EXERCISE MATERIALS:
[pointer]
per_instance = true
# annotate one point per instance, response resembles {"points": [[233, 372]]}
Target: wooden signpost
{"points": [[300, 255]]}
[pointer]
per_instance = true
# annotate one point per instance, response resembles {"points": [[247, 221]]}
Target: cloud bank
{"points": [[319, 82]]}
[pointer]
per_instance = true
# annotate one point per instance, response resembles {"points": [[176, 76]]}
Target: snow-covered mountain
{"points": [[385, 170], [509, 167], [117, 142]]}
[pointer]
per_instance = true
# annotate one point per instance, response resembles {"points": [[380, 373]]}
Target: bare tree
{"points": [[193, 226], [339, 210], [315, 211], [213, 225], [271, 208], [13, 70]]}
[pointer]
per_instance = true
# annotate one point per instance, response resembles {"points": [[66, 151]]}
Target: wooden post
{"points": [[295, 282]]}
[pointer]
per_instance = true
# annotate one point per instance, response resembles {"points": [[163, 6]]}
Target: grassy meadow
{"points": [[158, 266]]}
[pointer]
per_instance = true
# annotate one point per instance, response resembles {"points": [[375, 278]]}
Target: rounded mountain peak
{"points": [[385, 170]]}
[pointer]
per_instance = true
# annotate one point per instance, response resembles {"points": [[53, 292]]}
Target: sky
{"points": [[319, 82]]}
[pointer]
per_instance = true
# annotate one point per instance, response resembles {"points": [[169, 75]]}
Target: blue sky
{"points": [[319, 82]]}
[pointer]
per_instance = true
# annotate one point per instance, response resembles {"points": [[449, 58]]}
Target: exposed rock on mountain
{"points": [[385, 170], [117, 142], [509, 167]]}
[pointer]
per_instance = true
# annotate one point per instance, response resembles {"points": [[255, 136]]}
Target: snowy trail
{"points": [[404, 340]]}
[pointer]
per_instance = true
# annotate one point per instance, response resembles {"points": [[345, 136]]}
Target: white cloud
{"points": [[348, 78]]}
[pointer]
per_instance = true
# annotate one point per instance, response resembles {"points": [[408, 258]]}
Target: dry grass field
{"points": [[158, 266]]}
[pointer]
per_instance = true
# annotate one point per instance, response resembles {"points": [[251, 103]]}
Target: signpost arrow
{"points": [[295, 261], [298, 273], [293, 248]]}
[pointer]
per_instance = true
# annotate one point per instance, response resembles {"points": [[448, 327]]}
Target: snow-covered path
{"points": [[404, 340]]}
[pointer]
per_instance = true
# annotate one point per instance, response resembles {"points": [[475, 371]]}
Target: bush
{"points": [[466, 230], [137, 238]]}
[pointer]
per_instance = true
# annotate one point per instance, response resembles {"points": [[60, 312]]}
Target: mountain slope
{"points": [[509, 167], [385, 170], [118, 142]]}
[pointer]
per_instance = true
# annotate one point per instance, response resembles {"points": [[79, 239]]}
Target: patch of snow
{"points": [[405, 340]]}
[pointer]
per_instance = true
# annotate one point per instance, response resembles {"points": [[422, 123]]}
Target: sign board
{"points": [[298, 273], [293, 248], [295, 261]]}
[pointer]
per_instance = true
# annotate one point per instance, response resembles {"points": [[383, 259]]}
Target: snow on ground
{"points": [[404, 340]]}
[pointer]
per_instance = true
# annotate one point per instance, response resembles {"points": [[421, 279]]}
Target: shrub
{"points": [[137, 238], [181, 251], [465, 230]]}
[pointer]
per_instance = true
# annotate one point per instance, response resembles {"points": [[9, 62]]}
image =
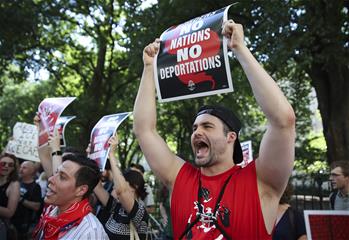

WHAT THE TASK ASKS:
Transcribe the records word for word and include no pictures.

ANSWER FOR THIS EXERCISE:
[pointer]
per_instance = true
# annotate one point per instance, response resembles {"points": [[233, 372]]}
Target: wooden signpost
{"points": [[300, 255]]}
[pointer]
per_instance = true
# annotate one point per instance, response resembles {"points": [[247, 221]]}
Target: cloud bank
{"points": [[319, 82]]}
[pointer]
per_instance = true
# annotate one point per instance, response resembles {"points": [[176, 76]]}
Target: snow-covered mountain
{"points": [[385, 170], [509, 167], [117, 142]]}
[pointer]
per_instance = true
# annotate one point per instance, response resembles {"points": [[380, 373]]}
Target: bare tree
{"points": [[193, 226], [339, 210], [315, 211], [213, 225], [271, 208], [13, 70]]}
[pointer]
per_instance = true
# annotate one point per instance, response resembles {"points": [[66, 151]]}
Target: wooden post
{"points": [[295, 282]]}
[pointer]
per_instance = true
# annotate one point per instance, response resembles {"points": [[163, 6]]}
Target: grassy meadow
{"points": [[158, 266]]}
[pointer]
per_instance = true
# annotate one point per instance, response resembles {"points": [[375, 278]]}
Target: rounded mountain peak
{"points": [[385, 170]]}
[pointer]
per_instance = true
# annotate one point per instance, response resembles {"points": [[53, 292]]}
Target: sky
{"points": [[319, 82]]}
[pointer]
per_instance = true
# annotate one point per instance, response resembles {"points": [[169, 75]]}
Target: blue sky
{"points": [[319, 82]]}
[pointer]
per_instance = true
# annotate one point per instance, response resembles {"points": [[449, 58]]}
Target: exposed rock on mountain
{"points": [[385, 170], [117, 142], [509, 167]]}
[pointer]
per_instance = true
# annotate one point per instance, response resembles {"points": [[255, 136]]}
Target: snowy trail
{"points": [[404, 340]]}
[pointer]
per_instance = true
# annotate one point per instance, response resembles {"points": [[345, 136]]}
Target: white cloud
{"points": [[348, 78]]}
[pointer]
per_instance = true
# annotate one point per instance, response resembles {"points": [[408, 258]]}
Target: dry grass field
{"points": [[158, 266]]}
[pointer]
per_instance = true
# annotate one point per instance, response resembles {"points": [[251, 103]]}
Target: signpost arrow
{"points": [[295, 261], [298, 273], [293, 248]]}
[pointer]
per_instance = true
# annotate one point per instance, response resembles {"points": [[448, 327]]}
Target: snow-covered path
{"points": [[404, 340]]}
[pointer]
per_instance = true
# annotate one point per instance, response resembles {"points": [[475, 371]]}
Target: bush
{"points": [[466, 230], [137, 238]]}
[pointer]
per_instance = true
# annotate one point per instance, response resembles {"points": [[60, 312]]}
Target: mountain slope
{"points": [[509, 167], [385, 170], [118, 142]]}
[pointer]
per_instance = true
# annotate one point per instance, response resembles {"points": [[79, 239]]}
Target: patch of snow
{"points": [[405, 340]]}
[pointer]
per_instance = true
# annotate one point per instance, response resembles {"points": [[422, 123]]}
Target: sign board
{"points": [[298, 273], [293, 248], [295, 261]]}
[pointer]
per_instance = true
# annotate one point per instance, response resembles {"points": [[383, 259]]}
Target: snow on ground
{"points": [[404, 340]]}
[pointer]
per_instance = true
# annotate one point per instance, response resembles {"points": [[421, 279]]}
Target: shrub
{"points": [[137, 238], [181, 251], [465, 230]]}
[pointer]
per_instance = true
# annotate one point per instance, response resembles {"points": [[9, 62]]}
image =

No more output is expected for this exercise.